== Exercise prompt ==
Using the Hadoop Weekly issue below, answer each question briefly:
1. Who presented on YARN and Tez at the Data Science London meetup, and which company is that person from?
2. What does Inmobi's Pintail offer that complements Falcon?
3. Which Apache project is the Kiji Project built on?

== Document ==
----
Data Eng Weekly

Hadoop Weekly Issue #28

28 July 2013

The folks at Cloudera were really busy this week with (by my count) five releases (and one semi-private beta), including a new security-focused project called Sentry. This week's issue also contains technical articles about Cassandra, Kiji, Hive, and more. The summer lull seems to have disappeared, and the content is high-quality and plentiful. Enjoy!


Cloudera released a new open-source project called Sentry that is focused on enhancing Hadoop's security features. Sentry's feature-set includes: Fine-grained access control, i.e. the ability to use views in Impala and Hive to restrict access to rows/cols in a table; role-based administration to grant various groups different access levels to a dataset; multi-tenant administration to delegate particular datasets to different administrators; and integration with Hadoop Kerberos. This article also discusses the Sentry Architecture, which is extensible to projects other than Hive and Impala.

Cassandra 2.0 has support for lightweight transactions -- i.e. linearizable consistency. This post provides background on consistency models, the paxos distributed consensus algorithm, and the new transaction feature in Cassandra 2.0. Even if you don't use Cassandra, it's a good read about consensus in distributed systems.

Chris Harris from Hortonworks presented on YARN and Tez at the Data Science London meetup. The slides give a great overview of the motivation in moving from MapReduce to YARN/Tez, provide an architecture overview of both YARN and Tez, and present some experimental results using Hive 0.11.

Inmobi, the folks originally behind Apache Falcon, have blogged about their system Pintail, which complements Falcon by offering sub-minute access to datasets in HDFS. It has features like tailing a stream of data from multiple clusters, checkpointing a stream, partitioning a stream for throughput, and custom input formats.

Cloudera Morphlines, which is part of the open-source Cloudera Development Kit, provides a configuration-based system for light-weight ETL. At the SF Data Engineering Meetup, Wolfgang Hoschek presented on using Morphlines for "on-the-fly ETL." His presentation covers details of the current implementation, data type support, standard library, and plugin system as well as real-time ETL capabilities.

The Cassandra Query Language, CQL, is a SQL-like language for interacting with Apache Cassandra. The Cassandra 2.0 release is adding a lot of functionality to CQL -- ALTER … DROP, conditional updates/schema modifications, triggers, partial secondary index support, and more. This post details the language feature enhancements and other improvements in Cassandra 2.0.

The Kiji Project provides a collections of software built atop of Apache HBase for representing, storing, and querying data in an entity-centric fashion. This post explores the power of this type of representation versus the traditional data warehousing star schema. While the major benefit is the ability to store complex data (e.g. lists, nested records) about a particular entity, HBase also has builtin support for multiple versions of data, providing the ability to view the evolution of a particular entity.
----
== Records ==
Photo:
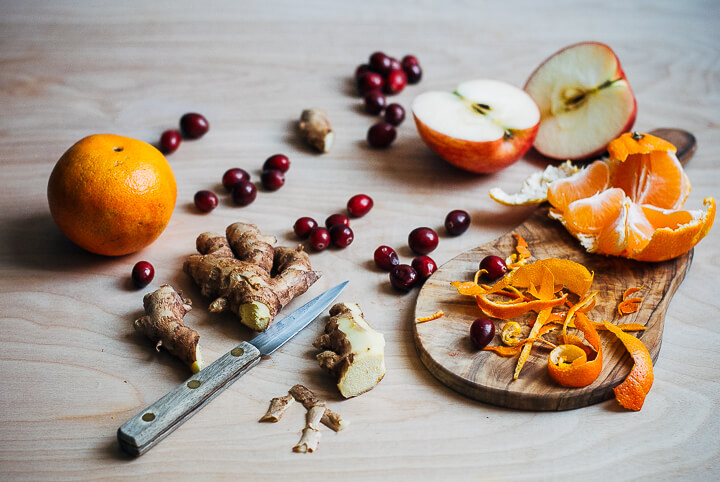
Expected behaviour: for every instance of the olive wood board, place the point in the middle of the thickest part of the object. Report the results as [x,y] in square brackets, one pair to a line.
[444,344]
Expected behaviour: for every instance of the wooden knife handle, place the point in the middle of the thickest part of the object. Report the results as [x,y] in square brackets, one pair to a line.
[147,428]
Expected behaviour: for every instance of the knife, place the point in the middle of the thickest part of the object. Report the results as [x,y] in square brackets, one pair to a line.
[150,426]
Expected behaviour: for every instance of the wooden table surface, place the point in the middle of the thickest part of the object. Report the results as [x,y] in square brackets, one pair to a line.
[72,368]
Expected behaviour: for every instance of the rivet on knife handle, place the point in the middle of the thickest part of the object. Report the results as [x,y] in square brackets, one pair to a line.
[157,421]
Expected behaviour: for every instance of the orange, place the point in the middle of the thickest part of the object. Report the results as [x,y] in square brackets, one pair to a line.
[112,195]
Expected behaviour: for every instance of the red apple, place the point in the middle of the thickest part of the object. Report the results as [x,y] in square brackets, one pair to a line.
[482,127]
[585,101]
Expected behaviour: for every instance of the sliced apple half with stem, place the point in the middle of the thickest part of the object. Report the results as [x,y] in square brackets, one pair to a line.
[585,101]
[482,127]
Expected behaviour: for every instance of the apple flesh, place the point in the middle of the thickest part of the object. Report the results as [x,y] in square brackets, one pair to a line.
[482,127]
[585,101]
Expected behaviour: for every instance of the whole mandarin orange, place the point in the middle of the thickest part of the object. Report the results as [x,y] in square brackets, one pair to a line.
[112,195]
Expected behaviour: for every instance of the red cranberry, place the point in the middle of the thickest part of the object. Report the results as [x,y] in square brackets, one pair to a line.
[422,240]
[385,258]
[359,205]
[234,176]
[278,161]
[374,102]
[244,193]
[457,222]
[381,135]
[425,266]
[396,82]
[394,114]
[334,219]
[482,331]
[205,201]
[319,239]
[142,274]
[272,179]
[170,141]
[341,235]
[194,126]
[403,277]
[494,265]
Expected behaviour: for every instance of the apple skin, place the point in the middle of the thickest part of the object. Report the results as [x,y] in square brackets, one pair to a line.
[478,157]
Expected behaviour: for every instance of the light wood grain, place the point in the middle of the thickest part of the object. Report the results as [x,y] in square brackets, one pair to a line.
[72,368]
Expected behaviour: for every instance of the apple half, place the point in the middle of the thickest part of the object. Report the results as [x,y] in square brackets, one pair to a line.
[585,101]
[482,127]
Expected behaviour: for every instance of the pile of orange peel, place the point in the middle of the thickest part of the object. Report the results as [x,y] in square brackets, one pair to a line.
[545,287]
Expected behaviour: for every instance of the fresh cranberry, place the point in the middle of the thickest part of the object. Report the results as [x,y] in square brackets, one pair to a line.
[457,222]
[425,266]
[359,205]
[374,102]
[244,193]
[170,141]
[303,226]
[422,240]
[234,176]
[334,219]
[396,82]
[381,135]
[494,265]
[277,161]
[272,179]
[319,239]
[194,126]
[142,274]
[394,114]
[385,258]
[341,235]
[205,201]
[403,277]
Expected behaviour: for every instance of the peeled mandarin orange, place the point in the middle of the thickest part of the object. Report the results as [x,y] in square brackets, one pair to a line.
[112,195]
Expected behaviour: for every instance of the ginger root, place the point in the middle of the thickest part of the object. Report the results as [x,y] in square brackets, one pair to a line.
[165,309]
[315,129]
[245,273]
[353,352]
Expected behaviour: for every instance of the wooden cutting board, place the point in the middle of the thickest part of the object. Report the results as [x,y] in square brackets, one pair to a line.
[444,344]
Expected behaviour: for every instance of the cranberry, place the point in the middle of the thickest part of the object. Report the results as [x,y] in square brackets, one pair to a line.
[319,239]
[403,277]
[385,258]
[374,102]
[425,266]
[457,222]
[359,205]
[370,81]
[234,176]
[394,114]
[205,201]
[494,265]
[396,82]
[194,126]
[170,141]
[422,240]
[303,226]
[381,135]
[272,179]
[277,161]
[244,193]
[482,331]
[142,274]
[334,219]
[341,235]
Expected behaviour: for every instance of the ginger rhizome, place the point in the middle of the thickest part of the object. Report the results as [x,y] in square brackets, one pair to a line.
[352,351]
[165,309]
[243,272]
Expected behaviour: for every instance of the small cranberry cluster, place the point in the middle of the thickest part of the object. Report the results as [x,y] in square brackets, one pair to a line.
[337,230]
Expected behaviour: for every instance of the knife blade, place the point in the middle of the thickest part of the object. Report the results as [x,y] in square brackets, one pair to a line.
[160,419]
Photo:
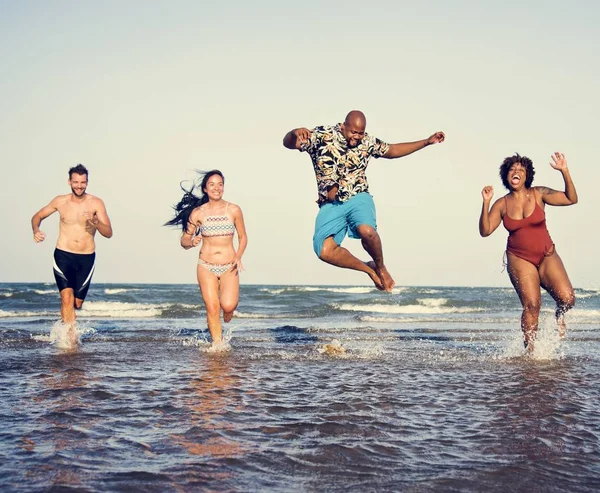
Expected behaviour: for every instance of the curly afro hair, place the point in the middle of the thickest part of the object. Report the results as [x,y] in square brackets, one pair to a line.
[523,161]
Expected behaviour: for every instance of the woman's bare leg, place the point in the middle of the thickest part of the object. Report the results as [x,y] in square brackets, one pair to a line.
[229,295]
[555,280]
[209,288]
[526,281]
----
== Solved problem ==
1. Chris Harris, from Hortonworks.
2. Sub-minute access to datasets in HDFS.
3. Apache HBase.